> **Task details**:
Copy the lines from the beginning through the line containing "(1015, 253)", inclusive, and change "decorative cornice" to "ornamental cornice". Leave everything else as it is.

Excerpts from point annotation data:
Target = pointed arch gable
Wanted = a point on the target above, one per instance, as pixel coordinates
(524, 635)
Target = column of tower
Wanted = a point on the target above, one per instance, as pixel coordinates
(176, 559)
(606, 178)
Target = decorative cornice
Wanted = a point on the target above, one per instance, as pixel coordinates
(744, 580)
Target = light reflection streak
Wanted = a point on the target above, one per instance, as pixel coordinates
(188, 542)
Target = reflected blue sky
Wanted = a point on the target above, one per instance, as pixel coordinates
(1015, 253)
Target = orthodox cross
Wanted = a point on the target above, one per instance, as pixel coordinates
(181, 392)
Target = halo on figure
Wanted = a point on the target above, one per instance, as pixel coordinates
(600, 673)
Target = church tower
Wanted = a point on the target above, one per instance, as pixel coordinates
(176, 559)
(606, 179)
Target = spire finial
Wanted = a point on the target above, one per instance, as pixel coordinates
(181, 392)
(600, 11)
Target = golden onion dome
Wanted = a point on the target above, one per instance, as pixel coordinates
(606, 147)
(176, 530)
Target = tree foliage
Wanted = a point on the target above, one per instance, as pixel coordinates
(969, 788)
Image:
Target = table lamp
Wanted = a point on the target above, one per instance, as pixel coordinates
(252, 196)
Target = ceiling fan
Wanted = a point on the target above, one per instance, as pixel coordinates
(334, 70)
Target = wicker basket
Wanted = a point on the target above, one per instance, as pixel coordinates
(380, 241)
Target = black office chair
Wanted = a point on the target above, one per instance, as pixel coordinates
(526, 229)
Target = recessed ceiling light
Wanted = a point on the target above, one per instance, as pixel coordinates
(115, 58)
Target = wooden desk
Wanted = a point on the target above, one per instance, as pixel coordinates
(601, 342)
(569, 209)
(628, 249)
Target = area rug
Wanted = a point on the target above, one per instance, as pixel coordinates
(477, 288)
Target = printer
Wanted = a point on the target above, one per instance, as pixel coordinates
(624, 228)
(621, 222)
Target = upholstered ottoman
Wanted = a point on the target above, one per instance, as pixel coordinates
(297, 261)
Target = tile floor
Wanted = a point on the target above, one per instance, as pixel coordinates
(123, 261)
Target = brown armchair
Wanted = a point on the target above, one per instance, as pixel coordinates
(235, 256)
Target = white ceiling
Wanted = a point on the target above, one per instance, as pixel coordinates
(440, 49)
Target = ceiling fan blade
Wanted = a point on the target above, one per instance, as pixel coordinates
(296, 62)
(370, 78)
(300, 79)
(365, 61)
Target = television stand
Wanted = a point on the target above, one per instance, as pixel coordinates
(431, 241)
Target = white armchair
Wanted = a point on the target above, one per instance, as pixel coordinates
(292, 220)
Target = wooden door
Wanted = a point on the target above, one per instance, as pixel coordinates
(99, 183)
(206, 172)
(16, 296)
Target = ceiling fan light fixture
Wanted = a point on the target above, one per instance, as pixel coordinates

> **Answer for the task**:
Target = pointed arch gable
Wanted = a point on the target above, one per instance, as pixel coordinates
(524, 635)
Target = column of tower
Wanted = a point on the target above, one per instance, as pixel coordinates
(176, 559)
(606, 178)
Target = ornamental cornice
Wanted = a point on the target above, one per instance, as pixel coordinates
(744, 580)
Target = light reflection streak
Wanted = a point on the target above, one per instance, as pixel coordinates
(188, 542)
Target = reflected blue sky
Wanted = a point on the target above, one per instance, as pixel coordinates
(1015, 253)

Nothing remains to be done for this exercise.